### Brief
Rewrite each line of the rows below as an item in a numbered list, and skip any blank lines.

Entries from a dataset:
---+---
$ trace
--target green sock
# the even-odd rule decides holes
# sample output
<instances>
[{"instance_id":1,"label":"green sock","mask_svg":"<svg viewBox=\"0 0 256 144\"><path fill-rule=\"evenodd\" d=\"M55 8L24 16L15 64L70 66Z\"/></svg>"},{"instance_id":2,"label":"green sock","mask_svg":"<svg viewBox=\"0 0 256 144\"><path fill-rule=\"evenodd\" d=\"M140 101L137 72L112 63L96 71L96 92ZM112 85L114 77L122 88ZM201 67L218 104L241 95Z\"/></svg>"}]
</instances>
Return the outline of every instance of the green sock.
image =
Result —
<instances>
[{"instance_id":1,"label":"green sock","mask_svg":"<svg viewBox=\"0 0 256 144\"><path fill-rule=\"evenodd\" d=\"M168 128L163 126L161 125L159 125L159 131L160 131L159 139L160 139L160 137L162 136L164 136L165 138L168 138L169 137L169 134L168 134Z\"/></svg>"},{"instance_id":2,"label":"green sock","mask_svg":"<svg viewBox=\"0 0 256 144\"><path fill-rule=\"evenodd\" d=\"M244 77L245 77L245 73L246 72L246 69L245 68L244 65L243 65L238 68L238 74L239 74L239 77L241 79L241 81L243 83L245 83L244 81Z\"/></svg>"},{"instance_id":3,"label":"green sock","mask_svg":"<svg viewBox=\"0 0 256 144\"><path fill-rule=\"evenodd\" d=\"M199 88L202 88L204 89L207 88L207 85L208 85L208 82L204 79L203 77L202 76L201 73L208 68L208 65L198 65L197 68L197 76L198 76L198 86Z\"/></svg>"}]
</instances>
---+---
### Exercise answer
1. $ trace
2. --target green sock
3. # the even-odd rule decides holes
4. # sample output
5. <instances>
6. [{"instance_id":1,"label":"green sock","mask_svg":"<svg viewBox=\"0 0 256 144\"><path fill-rule=\"evenodd\" d=\"M55 8L24 16L15 64L70 66Z\"/></svg>"},{"instance_id":2,"label":"green sock","mask_svg":"<svg viewBox=\"0 0 256 144\"><path fill-rule=\"evenodd\" d=\"M140 101L137 72L112 63L96 71L96 92ZM112 85L114 77L122 88ZM201 67L218 104L241 95Z\"/></svg>"}]
7. </instances>
8. Return the outline of every instance of the green sock.
9. image =
10. Result —
11. <instances>
12. [{"instance_id":1,"label":"green sock","mask_svg":"<svg viewBox=\"0 0 256 144\"><path fill-rule=\"evenodd\" d=\"M168 128L163 126L161 125L159 125L159 131L160 131L159 139L160 139L160 137L162 136L164 136L165 138L168 138L169 137L169 134L168 134Z\"/></svg>"},{"instance_id":2,"label":"green sock","mask_svg":"<svg viewBox=\"0 0 256 144\"><path fill-rule=\"evenodd\" d=\"M244 77L245 77L245 73L246 72L246 69L245 68L244 65L243 65L238 68L238 74L239 74L239 77L241 79L241 81L243 83L245 83L244 81Z\"/></svg>"},{"instance_id":3,"label":"green sock","mask_svg":"<svg viewBox=\"0 0 256 144\"><path fill-rule=\"evenodd\" d=\"M199 88L202 88L204 89L207 88L207 85L208 85L208 82L204 79L203 77L202 76L201 73L208 68L208 65L198 65L197 68L197 76L198 76L198 86Z\"/></svg>"}]
13. </instances>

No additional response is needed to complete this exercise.